DO THIS
Present the data below as a numbered list, omitting any blank lines.

-- BEGIN DATA SECTION --

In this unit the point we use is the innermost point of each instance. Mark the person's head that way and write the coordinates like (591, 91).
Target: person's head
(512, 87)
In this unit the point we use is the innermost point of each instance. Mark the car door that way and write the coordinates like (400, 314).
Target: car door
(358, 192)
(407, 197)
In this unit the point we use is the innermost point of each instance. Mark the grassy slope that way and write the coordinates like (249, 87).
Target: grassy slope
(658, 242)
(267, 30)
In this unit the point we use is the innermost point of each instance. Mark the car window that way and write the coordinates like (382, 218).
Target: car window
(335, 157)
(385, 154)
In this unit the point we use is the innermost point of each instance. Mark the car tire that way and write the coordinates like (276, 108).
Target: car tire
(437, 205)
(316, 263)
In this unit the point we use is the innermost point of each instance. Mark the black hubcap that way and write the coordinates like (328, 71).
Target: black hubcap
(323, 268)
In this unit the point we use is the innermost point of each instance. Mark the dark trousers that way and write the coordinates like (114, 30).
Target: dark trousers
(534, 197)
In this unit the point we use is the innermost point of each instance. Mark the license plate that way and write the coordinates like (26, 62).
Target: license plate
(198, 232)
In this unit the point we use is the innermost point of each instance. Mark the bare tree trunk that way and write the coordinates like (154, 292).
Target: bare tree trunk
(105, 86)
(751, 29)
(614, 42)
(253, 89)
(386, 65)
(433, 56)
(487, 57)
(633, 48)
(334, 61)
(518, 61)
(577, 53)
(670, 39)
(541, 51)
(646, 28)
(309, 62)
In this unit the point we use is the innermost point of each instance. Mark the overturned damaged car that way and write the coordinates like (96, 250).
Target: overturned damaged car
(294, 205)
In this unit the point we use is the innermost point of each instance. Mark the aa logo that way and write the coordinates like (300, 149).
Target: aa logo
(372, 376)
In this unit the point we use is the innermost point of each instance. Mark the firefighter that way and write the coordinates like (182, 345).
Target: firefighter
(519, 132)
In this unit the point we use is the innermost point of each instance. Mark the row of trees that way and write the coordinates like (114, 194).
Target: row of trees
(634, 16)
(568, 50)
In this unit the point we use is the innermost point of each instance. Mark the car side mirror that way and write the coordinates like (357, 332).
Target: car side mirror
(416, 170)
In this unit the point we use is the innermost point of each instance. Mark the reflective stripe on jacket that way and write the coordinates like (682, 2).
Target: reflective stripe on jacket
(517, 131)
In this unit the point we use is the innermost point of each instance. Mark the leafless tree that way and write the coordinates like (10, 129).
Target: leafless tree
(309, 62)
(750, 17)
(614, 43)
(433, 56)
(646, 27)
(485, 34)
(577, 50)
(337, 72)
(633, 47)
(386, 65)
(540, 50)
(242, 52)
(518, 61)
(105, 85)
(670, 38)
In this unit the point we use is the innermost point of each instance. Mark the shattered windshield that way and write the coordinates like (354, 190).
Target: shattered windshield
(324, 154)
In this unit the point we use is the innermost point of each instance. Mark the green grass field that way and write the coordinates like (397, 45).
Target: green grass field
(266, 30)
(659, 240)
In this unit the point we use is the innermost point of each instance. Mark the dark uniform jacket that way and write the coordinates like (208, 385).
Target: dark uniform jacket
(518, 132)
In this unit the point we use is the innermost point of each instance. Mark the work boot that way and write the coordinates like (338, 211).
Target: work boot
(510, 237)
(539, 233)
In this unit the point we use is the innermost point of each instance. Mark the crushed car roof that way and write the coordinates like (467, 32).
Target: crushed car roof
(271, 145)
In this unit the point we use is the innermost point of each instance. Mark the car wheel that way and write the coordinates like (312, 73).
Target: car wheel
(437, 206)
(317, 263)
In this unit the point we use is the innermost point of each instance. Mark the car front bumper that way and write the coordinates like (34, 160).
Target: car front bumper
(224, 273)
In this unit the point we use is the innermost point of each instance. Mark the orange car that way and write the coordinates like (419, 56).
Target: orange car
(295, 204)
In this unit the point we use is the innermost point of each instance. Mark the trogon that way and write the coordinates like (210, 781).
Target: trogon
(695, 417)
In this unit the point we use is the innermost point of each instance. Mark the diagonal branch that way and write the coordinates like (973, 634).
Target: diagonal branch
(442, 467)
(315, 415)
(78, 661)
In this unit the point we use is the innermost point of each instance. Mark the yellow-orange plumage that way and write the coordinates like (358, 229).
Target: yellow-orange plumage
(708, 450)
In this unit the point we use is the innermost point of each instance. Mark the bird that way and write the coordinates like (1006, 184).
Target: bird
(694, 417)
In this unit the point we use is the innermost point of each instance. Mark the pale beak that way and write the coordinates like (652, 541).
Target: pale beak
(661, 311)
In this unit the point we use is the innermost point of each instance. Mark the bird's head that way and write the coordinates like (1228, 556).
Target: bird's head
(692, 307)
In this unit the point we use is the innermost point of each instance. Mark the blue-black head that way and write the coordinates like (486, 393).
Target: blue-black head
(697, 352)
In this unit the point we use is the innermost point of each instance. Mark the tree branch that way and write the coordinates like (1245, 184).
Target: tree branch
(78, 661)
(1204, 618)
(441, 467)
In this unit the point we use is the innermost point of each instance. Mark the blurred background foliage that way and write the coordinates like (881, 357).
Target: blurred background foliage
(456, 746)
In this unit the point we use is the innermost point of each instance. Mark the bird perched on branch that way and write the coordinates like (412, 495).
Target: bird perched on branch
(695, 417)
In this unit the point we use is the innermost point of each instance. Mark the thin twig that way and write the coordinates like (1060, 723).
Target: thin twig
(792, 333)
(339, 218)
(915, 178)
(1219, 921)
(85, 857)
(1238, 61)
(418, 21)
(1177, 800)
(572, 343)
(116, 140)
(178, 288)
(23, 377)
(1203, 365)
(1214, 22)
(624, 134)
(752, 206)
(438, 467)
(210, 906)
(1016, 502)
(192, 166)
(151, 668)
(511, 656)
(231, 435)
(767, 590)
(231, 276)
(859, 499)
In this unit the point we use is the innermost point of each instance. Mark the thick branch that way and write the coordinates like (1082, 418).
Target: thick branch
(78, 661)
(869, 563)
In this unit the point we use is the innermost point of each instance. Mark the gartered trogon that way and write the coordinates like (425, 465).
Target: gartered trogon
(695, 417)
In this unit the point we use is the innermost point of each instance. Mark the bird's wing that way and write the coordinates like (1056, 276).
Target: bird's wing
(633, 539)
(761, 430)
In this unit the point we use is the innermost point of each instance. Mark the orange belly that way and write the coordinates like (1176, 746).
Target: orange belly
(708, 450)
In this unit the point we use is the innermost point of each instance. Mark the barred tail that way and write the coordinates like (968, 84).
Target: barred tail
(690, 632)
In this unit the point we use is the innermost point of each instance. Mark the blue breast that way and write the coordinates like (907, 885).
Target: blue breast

-- END DATA SECTION --

TASK RESULT
1. In this unit the point we use is the innermost point of each instance. Mark the person's head that way and write the coordinates like (591, 91).
2. Target: person's head
3. (512, 87)
4. In this unit the point we use is the innermost point of each instance. Mark the car door that way and write the coordinates like (400, 314).
5. Target: car door
6. (358, 192)
7. (407, 197)
8. In this unit the point we use is the innermost point of each instance. Mark the grassy slope that way and write the coordinates like (249, 87).
9. Target: grassy slope
10. (658, 242)
11. (267, 30)
12. In this unit the point we use is the innermost point of each instance. Mark the car window that way and write the coordinates like (382, 218).
13. Target: car window
14. (335, 157)
15. (385, 154)
16. In this unit the point we use is the innermost point of each instance. Mark the car tire that way and write the coordinates like (276, 108).
17. Target: car tire
18. (437, 205)
19. (316, 263)
20. In this unit the point we use is the innermost point of each instance. Mark the black hubcap that way and write the coordinates like (328, 71).
21. Target: black hubcap
22. (323, 268)
23. In this unit the point we use is the innermost point of each instance. Mark the dark trousers that way and write the coordinates like (114, 30).
24. Target: dark trousers
25. (534, 197)
26. In this unit the point we use is the innermost point of each instance. Mark the license plate that way and write the coordinates like (26, 62).
27. Target: license plate
28. (198, 232)
29. In this unit the point we use is the innermost point of each instance. Mark the bare tree trunk that way and write the coordinates like (154, 292).
30. Target: bare tree trunk
31. (105, 86)
32. (751, 29)
33. (614, 42)
34. (253, 89)
35. (386, 65)
36. (433, 56)
37. (487, 57)
38. (633, 48)
39. (334, 61)
40. (518, 61)
41. (577, 53)
42. (670, 39)
43. (541, 51)
44. (646, 28)
45. (309, 62)
46. In this unit the point we use is the innermost point of each instance. Mark the overturned damaged car that way and write the coordinates like (96, 250).
47. Target: overturned damaged car
48. (294, 205)
49. In this unit the point we use is the innermost point of each instance. Mark the aa logo that way and write the coordinates like (300, 149).
50. Target: aa logo
51. (372, 376)
52. In this unit the point we use is the innermost point of each instance. Mark the firefighter that way and write the coordinates like (182, 345).
53. Target: firefighter
54. (519, 132)
55. In this unit the point we use is the innermost point of each instance. Mark the row of trees that way and write the coordinates like (114, 194).
56. Target: row of trees
57. (634, 16)
58. (568, 50)
59. In this unit the point we use is the innermost point of each instance. Mark the car side mirror that way and write the coordinates like (357, 332).
60. Target: car side mirror
61. (416, 170)
62. In this unit the point we use is the innermost point of each instance. Mark the reflective stripe on jacket that way and write the coordinates like (682, 2).
63. Target: reflective stripe on jacket
64. (517, 131)
65. In this unit the point we use is the innermost point of each instance. Mark the leafless tree that way and write the coordinates like (10, 129).
66. Target: leafless tree
67. (309, 62)
68. (750, 17)
69. (614, 43)
70. (433, 56)
71. (646, 27)
72. (485, 34)
73. (577, 50)
74. (337, 72)
75. (633, 47)
76. (386, 65)
77. (540, 50)
78. (242, 52)
79. (518, 61)
80. (105, 85)
81. (670, 38)
82. In this unit the point we use is the innermost point of each instance. Mark the shattered windshield that way and write the coordinates like (354, 190).
83. Target: shattered windshield
84. (324, 154)
85. In this unit the point we use is the innermost point of each instance. Mark the green grass field that way and write the coordinates like (397, 45).
86. Target: green grass field
87. (266, 30)
88. (659, 240)
89. In this unit the point we use is the innermost point of each instance. Mark the dark uniform jacket that way and write the coordinates like (208, 385).
90. Target: dark uniform jacket
91. (518, 132)
92. In this unit the point we use is the innermost point of each instance. Mark the work boot that way and write the coordinates like (338, 211).
93. Target: work boot
94. (510, 237)
95. (539, 233)
96. In this unit the point we use is the innermost point of each instance. Mark the crushed car roof that way and write the coordinates like (467, 32).
97. Target: crushed car roof
98. (271, 145)
99. In this unit the point we use is the innermost point of each instance. Mark the car wheel that way and write the coordinates like (312, 73).
100. Target: car wheel
101. (437, 206)
102. (317, 263)
103. In this unit the point we use is the innermost point of each instance. Mark the car front bumper that way and write the coordinates like (34, 160).
104. Target: car front bumper
105. (224, 273)
106. In this unit the point we use is the innermost point of each instance. Mark the orange car that way and write the coordinates like (419, 56).
107. Target: orange car
108. (295, 204)
109. In this unit the point we use is the innermost point of each instance. Mark the trogon that way and write the coordinates like (210, 781).
110. Target: trogon
111. (695, 417)
112. In this unit the point we use is the innermost point of each instance. Mark the diagonal branch that way and write the coordinates like (973, 634).
113. Target: diagonal branch
114. (442, 467)
115. (315, 415)
116. (78, 661)
117. In this unit the point we use is the innermost point of each instance. Mark the yellow-orange plumage that way and write the coordinates like (358, 229).
118. Target: yellow-orange plumage
119. (708, 450)
120. In this unit the point we use is the innermost point of each instance. Mark the bird that way and write the coordinates like (1006, 184).
121. Target: bird
122. (694, 417)
123. In this unit the point we use is the innermost point of each instance. Mark the pale beak that way and write the coordinates like (652, 541).
124. Target: pale beak
125. (661, 311)
126. In this unit the point we use is the innermost point of each instance. Mark the bird's head that way and write the coordinates like (1228, 556).
127. Target: bird's head
128. (692, 307)
129. In this unit the point we use is the innermost point of each instance. Mark the blue-black head that way and write the coordinates like (486, 393).
130. Target: blue-black head
131. (697, 352)
132. In this unit the point we use is the innermost point of each instance. Mark the tree branch that way and write the coordinates like (1245, 184).
133. Target: tree branch
134. (78, 661)
135. (1204, 618)
136. (441, 467)
137. In this unit the point we use is the innermost point of each instance. Mark the blurred background foliage that way and write the coordinates like (881, 357).
138. Target: blurred background foliage
139. (456, 746)
140. In this unit the point we use is the innermost point of each instance. Mark the bird perched on branch that way and write the coordinates like (412, 495).
141. Target: bird perched on branch
142. (695, 417)
143. In this unit the point we use is the innermost point of each instance. Mark the thin twig that way and write the coordinates like (1060, 723).
144. Target: thin twig
145. (792, 333)
146. (339, 218)
147. (915, 178)
148. (1219, 921)
149. (85, 857)
150. (1238, 61)
151. (418, 21)
152. (1177, 800)
153. (572, 343)
154. (116, 140)
155. (178, 288)
156. (23, 377)
157. (1203, 365)
158. (1214, 22)
159. (624, 134)
160. (752, 206)
161. (438, 467)
162. (210, 906)
163. (1016, 502)
164. (192, 166)
165. (151, 668)
166. (511, 656)
167. (231, 435)
168. (767, 590)
169. (231, 276)
170. (859, 499)
171. In this unit the point we use is the innermost point of each instance. Mark the thick branch that way and write the coordinates like (1082, 418).
172. Target: thick branch
173. (78, 661)
174. (869, 563)
175. In this unit the point we use is the innermost point of each instance. Mark the gartered trogon that way and write the coordinates like (425, 465).
176. Target: gartered trogon
177. (695, 417)
178. In this unit the point we use is the innermost point of each instance. Mark the bird's wing that way and write the coordinates like (1056, 276).
179. Target: bird's wing
180. (633, 539)
181. (761, 430)
182. In this unit the point we use is the innermost point of each instance. Mark the orange belly that way and write the coordinates like (1176, 746).
183. Target: orange belly
184. (708, 450)
185. In this unit the point we use is the innermost point of each instance. Mark the barred tail that way and write the coordinates like (968, 84).
186. Target: barred tail
187. (690, 632)
188. In this unit the point we use is the innermost point of each instance. Mark the blue breast that way and write the coordinates like (907, 885).
189. Target: blue breast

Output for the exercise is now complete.